[Stored dataset items]
[Start of Attachment]
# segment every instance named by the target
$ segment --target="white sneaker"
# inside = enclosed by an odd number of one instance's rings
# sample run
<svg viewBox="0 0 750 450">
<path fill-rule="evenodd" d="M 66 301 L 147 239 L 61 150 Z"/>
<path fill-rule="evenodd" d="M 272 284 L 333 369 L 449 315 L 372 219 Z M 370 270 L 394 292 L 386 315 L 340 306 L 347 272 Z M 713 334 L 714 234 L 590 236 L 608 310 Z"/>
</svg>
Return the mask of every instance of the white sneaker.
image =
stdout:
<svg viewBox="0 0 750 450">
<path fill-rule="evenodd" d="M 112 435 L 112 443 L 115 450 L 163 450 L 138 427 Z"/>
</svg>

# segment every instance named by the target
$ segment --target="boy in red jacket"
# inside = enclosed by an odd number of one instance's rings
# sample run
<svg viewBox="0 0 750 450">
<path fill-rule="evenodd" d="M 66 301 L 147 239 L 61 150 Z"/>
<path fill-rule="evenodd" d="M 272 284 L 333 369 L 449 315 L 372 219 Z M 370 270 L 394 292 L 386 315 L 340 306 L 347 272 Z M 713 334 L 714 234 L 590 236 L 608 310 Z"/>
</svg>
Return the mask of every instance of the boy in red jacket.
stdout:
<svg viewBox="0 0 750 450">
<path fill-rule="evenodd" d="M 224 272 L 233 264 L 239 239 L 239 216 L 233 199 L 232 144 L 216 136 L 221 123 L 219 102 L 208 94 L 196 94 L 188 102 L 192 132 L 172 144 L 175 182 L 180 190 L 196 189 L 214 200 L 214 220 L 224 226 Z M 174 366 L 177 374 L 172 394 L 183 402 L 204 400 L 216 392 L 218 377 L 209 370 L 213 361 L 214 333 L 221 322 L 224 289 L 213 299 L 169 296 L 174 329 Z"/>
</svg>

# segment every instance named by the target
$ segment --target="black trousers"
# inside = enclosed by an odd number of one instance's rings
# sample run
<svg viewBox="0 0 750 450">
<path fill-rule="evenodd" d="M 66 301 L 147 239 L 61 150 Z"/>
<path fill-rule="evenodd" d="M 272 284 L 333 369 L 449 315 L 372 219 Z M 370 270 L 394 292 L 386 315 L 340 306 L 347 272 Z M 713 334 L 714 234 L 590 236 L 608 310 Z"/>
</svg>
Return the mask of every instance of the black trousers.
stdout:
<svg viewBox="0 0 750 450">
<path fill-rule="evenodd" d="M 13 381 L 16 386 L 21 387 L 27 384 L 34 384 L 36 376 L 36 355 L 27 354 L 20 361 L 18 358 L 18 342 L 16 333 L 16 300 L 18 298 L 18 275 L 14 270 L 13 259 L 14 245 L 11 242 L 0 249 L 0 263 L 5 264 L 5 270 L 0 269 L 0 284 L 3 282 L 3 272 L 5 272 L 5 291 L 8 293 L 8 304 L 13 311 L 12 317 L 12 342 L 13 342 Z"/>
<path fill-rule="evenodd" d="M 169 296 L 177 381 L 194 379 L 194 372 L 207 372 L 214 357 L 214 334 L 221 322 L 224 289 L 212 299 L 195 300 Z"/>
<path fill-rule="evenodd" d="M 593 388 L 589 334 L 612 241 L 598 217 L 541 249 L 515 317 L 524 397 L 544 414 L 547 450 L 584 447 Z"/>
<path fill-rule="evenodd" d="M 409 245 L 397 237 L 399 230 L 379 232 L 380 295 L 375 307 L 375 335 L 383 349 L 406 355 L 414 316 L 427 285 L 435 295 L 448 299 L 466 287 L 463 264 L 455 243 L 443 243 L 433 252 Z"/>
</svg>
[End of Attachment]
**What is expected:** Every line that holds the word "Return" should be copied from the records above.

**Answer section:**
Return the mask of every instance of the white sneaker.
Return the mask of every instance of the boy in red jacket.
Return the mask of every instance of the black trousers.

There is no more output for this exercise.